» **EXERCISE A**: In the message queue article, at what time did the server crash on launch day?
» **EXERCISE B**: Extend the message queue article, starting right after its final sentence.

» **DOCUMENT TEXT**:
━━━━━━━━

Deepak Singh Solanki

Posted on Apr 12 • Originally published at deepakinsights.Medium on Mar 14

Message Queue in System Design

#systemdesignconcepts #messagequeue #systemdesignintervie

The Day My Server Gave Up in 60 Seconds

In April 2018, it was our project launch day. I was working on a project for the last 6 months, spending many restless nights to shape it into something I was truly proud of.

We launched at 9:30 AM, and by 9:31 AM, the server had crashed.

Everyone was shocked. No one had a clue what had just happened. I still remember the silence in the room. It was a horrible, heavy silence when something went wrong in front of everyone. Later, we came to know that thousands of OTP requests were hitting our system at the same time. And we were handling all of them one by one. Synchronously. Imagine a single ticket counter and an entire stadium full of people.

That one minute, it changed everything for me.

And the solution? A queue. Same thing you stand in while buying a movie ticket. The same one you curse while waiting for your movie ticket. But inside a system, it decide difference between a crash and calm.

That day in 2018, I wished I had known this earlier. Now you will.

Why Servers Break Under Pressure

Think about WhatsApp for a second.

Every second, millions of people are sending messages to each other. It may be a birthday wishes, memes, voice notes, and office updates. Every single message is a request to handle for WhatsApp’s servers.

Now imagine you are the server.

━━━━━━━━

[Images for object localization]
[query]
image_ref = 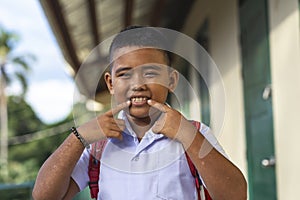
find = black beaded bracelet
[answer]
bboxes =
[71,126,90,149]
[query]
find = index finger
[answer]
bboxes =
[147,99,168,113]
[108,101,130,116]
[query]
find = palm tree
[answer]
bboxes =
[0,27,33,177]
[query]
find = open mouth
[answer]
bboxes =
[130,97,149,104]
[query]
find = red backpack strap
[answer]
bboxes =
[190,121,212,200]
[88,139,107,199]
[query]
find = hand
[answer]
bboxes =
[147,100,198,144]
[77,101,130,144]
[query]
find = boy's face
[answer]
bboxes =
[105,47,178,119]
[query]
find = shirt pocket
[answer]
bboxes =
[157,156,197,200]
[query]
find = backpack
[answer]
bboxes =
[88,121,212,200]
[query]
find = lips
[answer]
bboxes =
[130,96,149,106]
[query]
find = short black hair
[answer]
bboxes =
[109,25,171,65]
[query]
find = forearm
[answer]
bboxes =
[33,134,84,200]
[185,133,247,200]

━━━━━━━━

» **ANSWER AREA A**: By 9:31 AM, one minute after the 9:30 AM launch.

» **ANSWER AREA B**:
One request comes in, it’s easy to handle. Ten requests, it’s still fine. A thousand requests make it hard. A million requests in the same second make you collapse.

WhatsApp isn’t the only the one who are facing this problem, all popular apps face it, and you may face the same in the future. The day your app goes from 100 users to 100,000 users, an influencer shares your product, or the day your sale goes live. Suddenly, your server is not handling requests; it is drowning in them.

Do you know the worst part? Most servers are built to handle requests simultaneously i.e. one by one. It finishes the first request, then moves to the next. It works fine until it gets high traffic. Once the moment traffic spikes, everything slows down, requests pile up, and eventually, the server gives up.

I know this feeling as I lived it in April 2018.

Now think about the real question, how do apps like WhatsApp, Instagram, and BookMyShow handle this without breaking? How does their system stay calm and running even millions of people are using it continuously?

That’s exactly what we are going to discuss hereafter.

So What Exactly Saved My System?

We all remember those days when our parents or grandparents used to write letters. Postman collects these letters and everytime deliver the letter to destination. We always know that the letter always reached, without tracking, and without any confirmation.

A message queue works the same way.

In a system, one part of your application writes a message and drops it into the queue, just like giving a letter to the postman. Another part of your application picks it up from the queue and processes it, just like the person receiving the letter. Neither side needs to talk to the other directly. Neither side needs to wait for the other.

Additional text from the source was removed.